Answer these questions from the listing about the documentary "President":
(a) In what year was the presidential election that the film follows held?
(b) In what month and year was Robert Mugabe forced from power, and by what event?
(c) On what date and at what time is the film listed to air?

** BEGIN READING TEXT **

Monday, Aug. 8, 2022 at 11 p.m. on KPBS TV / PBS Video App
POV follows the erratic 2018 presidential election in Zimbabwe – the country’s first election since its independence in 1980 without Robert Mugabe on the ballot – as it serves as the ultimate test for both the ruling party and for the opposition in the discerning documentary “President.” The film questions how Zimbabwe will interpret democracy in a post-Mugabe-era – in discourse and in practice.
Zimbabwe is at a crossroads. After years of oppression under the Zimbabwe African National Union-Patriotic Front (ZANU-PF) regime, president Robert Mugabe is forcibly ousted from power in the military coup of November 2017. When Mugabe was removed from power, Zimbabwean military leaders promised they would not seize control for themselves, but rather ensure democracy in a national general election. In the context of an economic crisis, food shortages and political violence, the stakes could not be higher.

** END READING TEXT **
** BEGIN EXTRACTED DATA **

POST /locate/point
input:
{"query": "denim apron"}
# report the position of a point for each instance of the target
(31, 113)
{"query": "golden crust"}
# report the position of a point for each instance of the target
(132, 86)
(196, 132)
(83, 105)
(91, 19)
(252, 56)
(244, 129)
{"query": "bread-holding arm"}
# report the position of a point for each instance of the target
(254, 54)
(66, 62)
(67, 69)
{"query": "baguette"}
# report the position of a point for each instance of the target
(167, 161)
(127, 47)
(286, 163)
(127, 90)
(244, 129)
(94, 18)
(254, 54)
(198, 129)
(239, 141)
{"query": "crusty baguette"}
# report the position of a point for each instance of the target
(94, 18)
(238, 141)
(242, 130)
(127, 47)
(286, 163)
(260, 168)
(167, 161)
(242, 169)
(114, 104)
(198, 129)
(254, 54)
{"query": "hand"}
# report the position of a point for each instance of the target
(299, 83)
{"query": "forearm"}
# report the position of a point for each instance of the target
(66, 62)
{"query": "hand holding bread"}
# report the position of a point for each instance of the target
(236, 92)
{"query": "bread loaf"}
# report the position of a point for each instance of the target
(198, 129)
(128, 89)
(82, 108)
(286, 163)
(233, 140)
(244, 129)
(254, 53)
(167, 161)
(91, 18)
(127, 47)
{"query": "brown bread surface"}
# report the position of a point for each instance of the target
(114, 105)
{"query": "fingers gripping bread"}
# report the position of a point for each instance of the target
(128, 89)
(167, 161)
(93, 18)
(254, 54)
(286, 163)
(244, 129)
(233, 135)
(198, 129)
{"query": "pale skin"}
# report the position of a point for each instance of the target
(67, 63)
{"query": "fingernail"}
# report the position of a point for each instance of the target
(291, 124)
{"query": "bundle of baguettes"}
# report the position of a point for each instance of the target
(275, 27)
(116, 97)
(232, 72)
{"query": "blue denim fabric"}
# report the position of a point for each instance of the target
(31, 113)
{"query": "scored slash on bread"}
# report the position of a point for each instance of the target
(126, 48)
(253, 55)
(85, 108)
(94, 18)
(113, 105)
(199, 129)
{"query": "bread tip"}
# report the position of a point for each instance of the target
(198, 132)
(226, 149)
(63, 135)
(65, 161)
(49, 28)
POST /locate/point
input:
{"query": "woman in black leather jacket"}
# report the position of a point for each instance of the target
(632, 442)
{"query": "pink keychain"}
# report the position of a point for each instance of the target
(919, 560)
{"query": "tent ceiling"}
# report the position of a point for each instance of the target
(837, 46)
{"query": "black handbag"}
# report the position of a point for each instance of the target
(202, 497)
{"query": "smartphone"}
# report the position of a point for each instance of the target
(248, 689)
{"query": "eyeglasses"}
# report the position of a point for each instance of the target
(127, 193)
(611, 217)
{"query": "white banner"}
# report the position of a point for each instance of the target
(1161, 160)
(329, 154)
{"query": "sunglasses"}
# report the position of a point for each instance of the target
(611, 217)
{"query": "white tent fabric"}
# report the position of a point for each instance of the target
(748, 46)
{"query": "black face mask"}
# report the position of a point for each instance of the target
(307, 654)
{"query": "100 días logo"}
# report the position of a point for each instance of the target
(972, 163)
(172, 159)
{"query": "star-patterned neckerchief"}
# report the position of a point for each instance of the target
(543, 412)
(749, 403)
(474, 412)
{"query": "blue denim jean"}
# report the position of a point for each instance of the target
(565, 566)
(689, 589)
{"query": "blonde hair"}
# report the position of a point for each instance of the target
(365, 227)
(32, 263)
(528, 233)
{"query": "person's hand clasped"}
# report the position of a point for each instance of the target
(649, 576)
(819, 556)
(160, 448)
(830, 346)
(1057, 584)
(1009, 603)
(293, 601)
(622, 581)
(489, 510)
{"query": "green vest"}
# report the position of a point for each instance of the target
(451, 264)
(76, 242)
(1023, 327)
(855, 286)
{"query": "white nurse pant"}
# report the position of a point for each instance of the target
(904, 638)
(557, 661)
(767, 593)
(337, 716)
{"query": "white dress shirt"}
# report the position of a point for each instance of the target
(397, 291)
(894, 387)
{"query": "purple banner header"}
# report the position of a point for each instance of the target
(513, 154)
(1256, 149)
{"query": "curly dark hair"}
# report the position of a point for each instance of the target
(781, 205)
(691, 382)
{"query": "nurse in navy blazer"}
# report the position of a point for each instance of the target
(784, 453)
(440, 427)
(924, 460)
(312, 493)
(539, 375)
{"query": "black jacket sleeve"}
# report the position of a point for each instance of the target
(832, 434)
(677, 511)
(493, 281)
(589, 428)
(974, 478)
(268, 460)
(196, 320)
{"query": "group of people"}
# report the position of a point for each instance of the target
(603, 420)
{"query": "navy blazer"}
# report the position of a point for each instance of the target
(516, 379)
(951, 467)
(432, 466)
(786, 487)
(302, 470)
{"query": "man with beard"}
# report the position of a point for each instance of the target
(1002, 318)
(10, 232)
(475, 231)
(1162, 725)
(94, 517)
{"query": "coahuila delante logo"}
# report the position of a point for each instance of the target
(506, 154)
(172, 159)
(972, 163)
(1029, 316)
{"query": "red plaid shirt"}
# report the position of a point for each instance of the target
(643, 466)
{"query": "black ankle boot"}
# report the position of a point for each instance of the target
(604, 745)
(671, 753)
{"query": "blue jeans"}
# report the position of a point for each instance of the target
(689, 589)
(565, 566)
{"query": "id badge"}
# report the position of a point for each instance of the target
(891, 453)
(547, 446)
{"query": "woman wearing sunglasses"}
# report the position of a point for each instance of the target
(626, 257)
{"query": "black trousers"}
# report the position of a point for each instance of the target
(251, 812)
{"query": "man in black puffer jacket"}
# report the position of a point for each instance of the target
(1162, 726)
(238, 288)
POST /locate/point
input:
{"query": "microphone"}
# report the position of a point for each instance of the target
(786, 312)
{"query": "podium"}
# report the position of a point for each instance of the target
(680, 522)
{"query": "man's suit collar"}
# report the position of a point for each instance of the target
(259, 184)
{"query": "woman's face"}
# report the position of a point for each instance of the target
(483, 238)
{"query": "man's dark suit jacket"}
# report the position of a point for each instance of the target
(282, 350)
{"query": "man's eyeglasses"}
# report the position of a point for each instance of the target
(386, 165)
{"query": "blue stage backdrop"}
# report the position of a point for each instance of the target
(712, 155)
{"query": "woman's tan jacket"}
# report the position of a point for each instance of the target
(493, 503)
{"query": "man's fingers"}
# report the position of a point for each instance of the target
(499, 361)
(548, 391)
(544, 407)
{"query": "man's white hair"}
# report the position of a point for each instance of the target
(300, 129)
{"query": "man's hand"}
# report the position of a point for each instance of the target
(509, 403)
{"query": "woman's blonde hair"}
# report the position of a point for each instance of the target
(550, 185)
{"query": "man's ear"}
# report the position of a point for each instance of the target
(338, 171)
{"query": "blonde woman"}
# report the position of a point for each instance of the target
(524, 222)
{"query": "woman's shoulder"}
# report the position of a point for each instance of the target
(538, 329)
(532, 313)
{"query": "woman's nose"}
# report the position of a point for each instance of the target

** END EXTRACTED DATA **

> **ANSWER TO THE EXERCISE**
(a) 2018
(b) November 2017, in a military coup
(c) Monday, Aug. 8, 2022, at 11 p.m.